Collected data entries:

------------------------

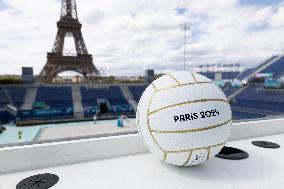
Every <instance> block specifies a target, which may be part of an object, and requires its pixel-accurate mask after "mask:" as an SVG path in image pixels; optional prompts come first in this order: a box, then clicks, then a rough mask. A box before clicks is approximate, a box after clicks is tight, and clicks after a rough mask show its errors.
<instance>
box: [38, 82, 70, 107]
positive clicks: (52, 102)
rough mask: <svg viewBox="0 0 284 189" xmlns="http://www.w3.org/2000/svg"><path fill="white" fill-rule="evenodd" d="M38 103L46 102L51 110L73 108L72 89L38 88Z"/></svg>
mask: <svg viewBox="0 0 284 189" xmlns="http://www.w3.org/2000/svg"><path fill="white" fill-rule="evenodd" d="M36 102H45V104H47V105H49V106H50V108H70V107H72V108H73V100H72V90H71V87H38V91H37V95H36Z"/></svg>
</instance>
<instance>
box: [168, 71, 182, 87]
mask: <svg viewBox="0 0 284 189" xmlns="http://www.w3.org/2000/svg"><path fill="white" fill-rule="evenodd" d="M167 76H169V77H171V78H172V79H173V80H175V82H177V84H178V85H180V82H179V81H178V80H177V79H176V78H175V77H174V76H172V75H171V74H167Z"/></svg>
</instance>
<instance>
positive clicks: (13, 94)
mask: <svg viewBox="0 0 284 189" xmlns="http://www.w3.org/2000/svg"><path fill="white" fill-rule="evenodd" d="M7 91H8V93H9V95H10V97H11V100H12V102H13V105H14V106H16V107H17V108H18V109H19V108H20V107H21V105H22V104H23V102H24V100H25V96H26V92H27V88H26V87H22V86H21V87H20V86H18V87H7Z"/></svg>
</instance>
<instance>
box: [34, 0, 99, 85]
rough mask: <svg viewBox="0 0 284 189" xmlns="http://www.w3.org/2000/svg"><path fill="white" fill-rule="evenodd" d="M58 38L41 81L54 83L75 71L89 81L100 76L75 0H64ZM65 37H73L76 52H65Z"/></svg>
mask: <svg viewBox="0 0 284 189" xmlns="http://www.w3.org/2000/svg"><path fill="white" fill-rule="evenodd" d="M57 28H58V31H57V36H56V39H55V42H54V45H53V48H52V51H51V52H49V53H47V63H46V64H45V66H44V67H43V69H42V71H41V72H40V75H39V76H40V77H39V78H40V80H41V81H42V82H44V83H52V82H53V80H54V78H55V77H56V76H57V75H58V74H60V73H62V72H65V71H75V72H77V73H80V74H82V75H83V76H84V77H85V78H86V79H87V80H91V78H92V76H94V75H98V74H99V71H98V69H97V68H96V67H95V65H94V64H93V57H92V55H91V54H89V53H88V50H87V47H86V45H85V42H84V39H83V36H82V32H81V28H82V24H81V23H80V22H79V20H78V15H77V8H76V2H75V0H62V7H61V17H60V20H59V21H58V22H57ZM65 37H73V38H74V42H75V48H76V52H75V53H72V54H70V53H69V54H67V53H66V52H63V51H64V49H63V48H64V40H65Z"/></svg>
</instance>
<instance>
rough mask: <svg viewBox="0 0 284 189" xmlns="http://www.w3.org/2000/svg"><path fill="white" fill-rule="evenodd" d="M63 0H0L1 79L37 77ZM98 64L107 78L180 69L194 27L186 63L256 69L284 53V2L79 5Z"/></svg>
mask: <svg viewBox="0 0 284 189" xmlns="http://www.w3.org/2000/svg"><path fill="white" fill-rule="evenodd" d="M60 8H61V3H60V0H0V74H20V73H21V67H22V66H32V67H34V70H35V71H34V72H35V73H36V74H38V73H39V72H40V70H41V68H42V67H43V65H44V64H45V63H46V52H48V51H51V49H52V46H53V43H54V39H55V36H56V32H57V27H56V21H58V19H59V16H60ZM77 8H78V15H79V20H80V22H81V23H82V24H83V28H82V32H83V37H84V39H85V42H86V45H87V48H88V51H89V53H91V54H93V56H94V64H95V65H96V66H97V67H98V68H99V69H100V70H103V72H104V73H105V74H107V75H110V74H112V75H119V76H122V75H128V76H130V75H142V74H143V73H144V69H146V68H154V69H156V70H158V72H169V71H173V70H181V69H183V33H182V32H181V31H180V30H179V27H178V25H179V24H180V23H182V22H187V21H190V22H191V24H192V30H191V31H190V32H189V33H188V40H187V46H186V47H187V57H188V59H187V63H188V65H199V64H224V63H241V64H242V65H246V66H253V65H256V64H258V63H260V62H261V61H263V60H264V59H265V58H267V57H269V56H271V55H273V54H277V53H278V54H279V53H282V52H283V50H284V1H279V0H271V1H269V0H266V1H265V0H239V1H238V0H77Z"/></svg>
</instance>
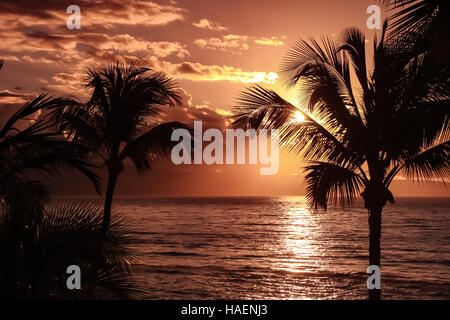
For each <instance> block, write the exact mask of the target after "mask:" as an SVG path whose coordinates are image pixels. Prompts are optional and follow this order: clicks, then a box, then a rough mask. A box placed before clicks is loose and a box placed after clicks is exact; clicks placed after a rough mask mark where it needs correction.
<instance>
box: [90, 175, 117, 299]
mask: <svg viewBox="0 0 450 320" xmlns="http://www.w3.org/2000/svg"><path fill="white" fill-rule="evenodd" d="M118 176H119V172H117V171H115V170H108V186H107V188H106V196H105V205H104V208H103V222H102V230H101V231H102V235H101V240H100V241H99V243H98V244H97V252H98V256H99V257H101V256H102V251H103V245H104V242H105V239H106V234H107V232H108V228H109V223H110V222H111V207H112V201H113V197H114V189H115V188H116V183H117V178H118ZM92 270H93V271H92V279H91V281H90V283H89V290H88V295H89V299H91V300H93V299H95V289H96V288H95V286H96V280H97V274H98V271H99V270H100V266H99V264H98V261H95V262H94V263H93V266H92Z"/></svg>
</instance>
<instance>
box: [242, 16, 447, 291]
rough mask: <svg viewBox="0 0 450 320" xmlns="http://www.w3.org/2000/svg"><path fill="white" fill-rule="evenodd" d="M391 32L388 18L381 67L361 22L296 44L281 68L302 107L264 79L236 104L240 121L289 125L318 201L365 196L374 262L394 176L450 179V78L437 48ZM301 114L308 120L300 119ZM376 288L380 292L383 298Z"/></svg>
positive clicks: (351, 197) (419, 178)
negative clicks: (434, 53) (296, 92)
mask: <svg viewBox="0 0 450 320" xmlns="http://www.w3.org/2000/svg"><path fill="white" fill-rule="evenodd" d="M386 29H387V24H386V23H385V24H384V27H383V30H382V35H381V39H380V40H379V41H378V40H377V39H376V38H375V40H374V44H373V69H372V70H368V67H367V65H368V63H367V61H366V57H367V54H366V51H365V48H366V47H365V41H366V40H365V37H364V35H363V34H362V33H361V32H360V31H359V30H357V29H347V30H345V32H344V33H343V34H342V35H341V38H340V41H339V42H337V41H335V40H333V39H328V38H324V39H322V43H321V44H320V43H319V42H317V41H316V40H314V39H310V41H309V42H308V41H304V40H301V41H299V42H297V43H295V44H294V45H293V46H292V48H291V49H290V50H289V51H288V53H287V55H286V57H285V58H284V60H283V62H282V65H281V75H282V79H284V80H285V84H286V85H287V86H288V87H294V86H297V87H298V89H299V97H300V106H301V108H297V107H296V106H294V105H292V104H291V103H289V102H287V101H286V100H284V99H282V98H281V97H280V96H279V95H278V94H277V93H276V92H274V91H272V90H268V89H265V88H262V87H259V86H256V87H254V88H250V89H248V90H247V91H245V92H244V93H242V95H241V96H240V100H239V105H238V106H237V107H235V109H234V111H235V122H234V125H235V126H241V127H247V128H249V127H252V128H255V127H256V128H266V129H279V130H280V133H281V138H280V139H281V143H282V144H283V146H284V147H285V148H286V149H287V150H289V151H292V152H296V153H301V154H302V155H303V157H304V158H305V159H306V160H307V161H308V162H309V163H308V164H307V165H306V167H305V171H306V176H305V181H306V184H307V199H308V201H309V204H310V205H311V206H313V207H316V208H317V207H319V206H320V207H323V208H326V207H327V205H328V204H329V203H330V202H331V203H335V202H337V201H340V202H341V204H343V205H348V204H350V203H351V201H352V200H353V198H354V197H355V196H357V195H359V194H361V195H362V196H363V198H364V202H365V206H366V208H368V209H369V213H370V215H369V227H370V264H371V265H372V264H374V265H380V237H381V211H382V208H383V206H384V205H385V203H386V202H387V201H390V202H394V198H393V195H392V193H391V192H390V191H389V186H390V185H391V183H392V181H393V179H394V177H395V176H397V175H398V174H403V175H404V176H405V177H408V178H412V179H417V180H427V179H439V180H441V181H443V182H446V181H447V180H448V178H449V177H450V160H449V159H450V157H449V156H450V126H449V120H450V91H449V87H450V82H449V77H448V75H447V74H446V73H445V71H442V70H440V71H438V72H436V71H435V69H433V68H430V64H431V63H432V62H433V61H432V59H433V55H432V54H431V53H430V52H422V51H417V52H414V50H410V49H411V48H410V43H409V39H407V42H406V44H405V45H403V42H402V40H401V39H400V38H389V39H387V38H386V37H385V34H386ZM405 47H406V48H407V49H405ZM352 72H353V73H354V74H355V75H356V79H357V81H354V79H351V76H350V75H351V73H352ZM296 112H300V113H301V114H302V115H303V116H304V119H305V120H304V121H301V122H299V121H295V119H293V117H292V116H293V114H295V113H296ZM375 291H376V290H371V295H372V296H371V297H372V298H379V292H378V293H375Z"/></svg>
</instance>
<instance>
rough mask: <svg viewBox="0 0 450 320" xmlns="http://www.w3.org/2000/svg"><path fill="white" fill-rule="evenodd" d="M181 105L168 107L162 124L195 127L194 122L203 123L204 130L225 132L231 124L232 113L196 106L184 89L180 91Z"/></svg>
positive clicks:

------------------------

EXERCISE DESCRIPTION> Using the entries shown above, reproduce verbatim the lines from the line bearing "32L388 18L381 67L361" to the line bearing "positive clicks: (351, 197) (419, 178)", inclusive.

EXERCISE RESPONSE>
rough mask: <svg viewBox="0 0 450 320" xmlns="http://www.w3.org/2000/svg"><path fill="white" fill-rule="evenodd" d="M391 32L388 18L381 67L361 22L296 44L281 68L302 107L264 79L236 104L240 121L289 125L318 201L365 196L374 262L394 176L450 179V78L437 48ZM301 114L308 120L300 119ZM376 288L380 292L383 298Z"/></svg>
positive clicks: (351, 197) (419, 178)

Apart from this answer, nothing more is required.